Work task.
When you copy the material below, keep every line exact and leave each picture out.
_ _ _ _ _ _ _
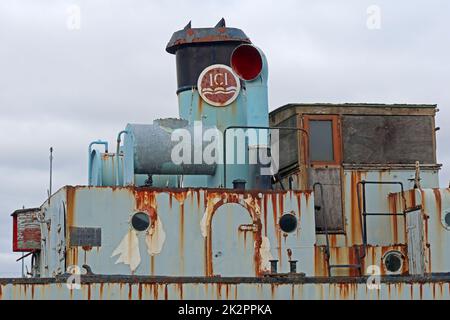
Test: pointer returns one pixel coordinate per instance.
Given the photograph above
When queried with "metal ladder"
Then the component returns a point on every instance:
(364, 214)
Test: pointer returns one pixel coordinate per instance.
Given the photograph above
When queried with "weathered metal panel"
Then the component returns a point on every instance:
(328, 197)
(388, 139)
(231, 289)
(195, 223)
(26, 230)
(85, 237)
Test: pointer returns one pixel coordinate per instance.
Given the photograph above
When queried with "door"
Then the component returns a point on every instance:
(232, 244)
(324, 170)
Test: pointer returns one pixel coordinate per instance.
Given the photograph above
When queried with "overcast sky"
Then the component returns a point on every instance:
(64, 87)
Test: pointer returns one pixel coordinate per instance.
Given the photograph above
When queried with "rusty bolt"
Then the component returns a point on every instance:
(293, 266)
(273, 266)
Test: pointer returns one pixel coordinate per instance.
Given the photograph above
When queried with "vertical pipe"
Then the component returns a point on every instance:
(117, 154)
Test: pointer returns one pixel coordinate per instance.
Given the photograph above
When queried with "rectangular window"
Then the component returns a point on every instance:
(324, 143)
(321, 140)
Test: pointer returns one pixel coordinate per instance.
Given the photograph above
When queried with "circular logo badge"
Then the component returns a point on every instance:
(218, 85)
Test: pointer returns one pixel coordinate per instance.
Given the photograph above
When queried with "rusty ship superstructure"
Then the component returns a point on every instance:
(351, 210)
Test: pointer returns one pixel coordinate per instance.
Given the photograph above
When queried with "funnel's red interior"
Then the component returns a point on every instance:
(246, 62)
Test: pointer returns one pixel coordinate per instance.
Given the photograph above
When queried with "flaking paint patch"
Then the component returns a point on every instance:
(128, 250)
(155, 238)
(265, 254)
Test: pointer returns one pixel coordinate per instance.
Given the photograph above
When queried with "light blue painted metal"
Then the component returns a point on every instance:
(98, 142)
(223, 291)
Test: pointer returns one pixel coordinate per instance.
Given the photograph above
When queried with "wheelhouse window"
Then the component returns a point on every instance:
(324, 146)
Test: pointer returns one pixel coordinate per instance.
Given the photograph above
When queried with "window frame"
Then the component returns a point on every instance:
(336, 139)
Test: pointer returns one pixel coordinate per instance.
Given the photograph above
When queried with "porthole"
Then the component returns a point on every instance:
(288, 223)
(140, 221)
(393, 262)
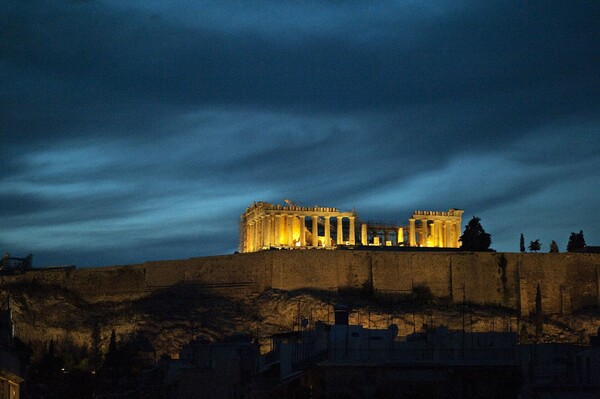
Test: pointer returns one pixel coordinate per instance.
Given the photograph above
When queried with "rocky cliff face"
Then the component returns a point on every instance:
(171, 317)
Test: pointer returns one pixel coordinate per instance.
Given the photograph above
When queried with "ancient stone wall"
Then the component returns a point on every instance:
(567, 281)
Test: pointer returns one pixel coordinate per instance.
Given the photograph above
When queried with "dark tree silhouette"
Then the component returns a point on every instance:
(522, 243)
(576, 241)
(474, 237)
(535, 245)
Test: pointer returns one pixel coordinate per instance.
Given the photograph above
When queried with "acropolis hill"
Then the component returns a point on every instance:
(170, 302)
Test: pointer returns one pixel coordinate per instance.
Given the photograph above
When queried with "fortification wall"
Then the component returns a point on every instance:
(567, 281)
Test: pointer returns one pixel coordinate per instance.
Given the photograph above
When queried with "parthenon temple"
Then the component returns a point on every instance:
(265, 226)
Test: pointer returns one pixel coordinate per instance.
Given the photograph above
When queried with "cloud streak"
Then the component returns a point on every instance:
(125, 125)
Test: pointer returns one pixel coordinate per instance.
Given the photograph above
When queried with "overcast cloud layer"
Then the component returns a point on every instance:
(141, 130)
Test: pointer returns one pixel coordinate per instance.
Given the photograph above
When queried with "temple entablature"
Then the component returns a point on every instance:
(265, 226)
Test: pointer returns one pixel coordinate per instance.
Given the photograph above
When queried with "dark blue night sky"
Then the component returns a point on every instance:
(141, 130)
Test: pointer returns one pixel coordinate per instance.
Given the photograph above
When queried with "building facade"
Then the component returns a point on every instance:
(265, 226)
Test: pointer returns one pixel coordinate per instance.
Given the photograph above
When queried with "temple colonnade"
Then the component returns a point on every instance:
(436, 229)
(265, 225)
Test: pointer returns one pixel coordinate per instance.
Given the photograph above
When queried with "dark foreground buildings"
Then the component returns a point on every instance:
(349, 361)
_ _ _ _ _ _ _
Result.
Test: pointer returns one pixel coordinate per instance.
Given the photograph above
When queried with "metal ladder"
Then the component returns a point on every instance:
(364, 214)
Test: pointer returns one pixel coordinate per instance.
Given the photograph above
When queried with "weathered metal panel"
Then the component returns a point on every instance:
(328, 197)
(388, 139)
(231, 289)
(195, 223)
(26, 230)
(85, 237)
Test: pointer returns one pixel coordinate per instance.
Given the photograph above
When queried with "door"
Then the component returns a point on every instance:
(232, 244)
(324, 170)
Test: pointer returns one pixel coordinate per instance.
Given the photograph above
When queried with "overcast sky"
Then the component returns a point on every instance:
(64, 87)
Test: pointer returns one pixel coordinate per instance.
Given the photograph above
When queried with "rusty bolt"
Then the component returns a point on every instance:
(293, 266)
(273, 266)
Test: pointer returns one pixel coordinate per instance.
Given the photograph above
When queried with "vertical pipe"
Then the component returns a point on every instance:
(117, 154)
Test: pointer returns one pixel coordinate per instance.
Given the photograph above
When queried with "rectangular window"
Then the component returns a point on every instance:
(324, 143)
(321, 140)
Test: pointer returns one pixel coordinate per instance.
Given the photograph above
When queried with "circular logo badge"
Then the component returns a point on every instance:
(218, 85)
Test: pointer returns one pixel coordinate per instance.
Given the photograph above
When queried with "rusty ship superstructure"
Then the component returns a point on every instance:
(351, 210)
Test: pointer returns one pixel coordinate per instance.
Given the photograph above
When queried with "funnel's red interior"
Then the component returns a point on every instance:
(246, 62)
Test: pointer returns one pixel coordinate per instance.
Given the photograph above
When queried with "flaking paint patch"
Then the component returns a point on every instance:
(128, 250)
(155, 238)
(265, 254)
Test: pointer returns one pixel coordinate per instance.
Given the photograph above
When queried with "light blue painted metal"
Then the component returns a point on every instance:
(98, 142)
(223, 291)
Test: pointer returns one pixel coordinate per instance.
Given the photograph above
When queried with "wheelhouse window"
Then the component returns a point on every instance:
(324, 146)
Test: pointer returns one pixel coordinate per instance.
Given the photograph above
When queried with "window frame"
Then the component returns a point on every instance:
(336, 139)
Test: pointer returns one pixel coordinate per instance.
Given the photograph above
When queried with "porthole"
Then the component returns a point on every instance:
(288, 223)
(140, 221)
(393, 262)
Test: pointer returns one pixel coordinate per instance.
Given the photograph above
When queried with "rocky cliff face"
Then the component returns a point on every instance:
(171, 317)
Test: pointer returns one pixel coordinate per instance.
Given the photograph above
When queried with "ancient stone wall"
Then the component returns a point on every instance:
(567, 281)
Test: pointer returns one pixel coordinate per instance.
Given the photograph above
When queried with "dark tree silhouette"
Then the component returns a point on every instance:
(522, 243)
(576, 241)
(474, 237)
(535, 245)
Test: pointer returns one pixel coordinate per instance.
Given the photograph above
When queried with "acropolis hill"
Then the component returns a point on every instance:
(170, 302)
Test: pointer returns one pixel coordinate per instance.
Given the photograph above
When queried with "fortification wall"
Then the component returns a point on every instance:
(567, 281)
Test: pointer returns one pixel coordinate per instance.
Given the photograph above
When queried with "parthenon temple"
Then the component returns a point on every instance:
(265, 226)
Test: pointer returns one pixel coordinate per instance.
Given the photograph above
When queried with "cloud streak"
Then the component returns a point on every instance:
(125, 125)
Test: pointer returns one pixel coordinate per instance.
Given the photograph above
When queried with "overcast cloud layer"
Then the component returns a point on every instance:
(141, 130)
Test: pointer returns one pixel coordinate per instance.
Given the photograph above
When queried with "temple entablature"
Then the component returns a point on every instance:
(265, 226)
Test: pointer returns one pixel coordinate per instance.
Given the photograph above
When queried with "dark blue night sky"
Then the component returns a point on every instance:
(141, 130)
Test: pointer returns one pixel coordinate per instance.
Given the photograph above
When queried with "building facade"
Then the component returns a point on every instance:
(265, 226)
Test: pointer returns one pixel coordinate per instance.
Given the photograph above
When queried with "temple colonnade"
Then the component returns a point on every instance:
(436, 229)
(265, 225)
Test: pointer returns one pixel coordinate per instance.
Given the photograph above
When queried with "dark foreground buildings"
Then the component returns a point on every instance:
(349, 361)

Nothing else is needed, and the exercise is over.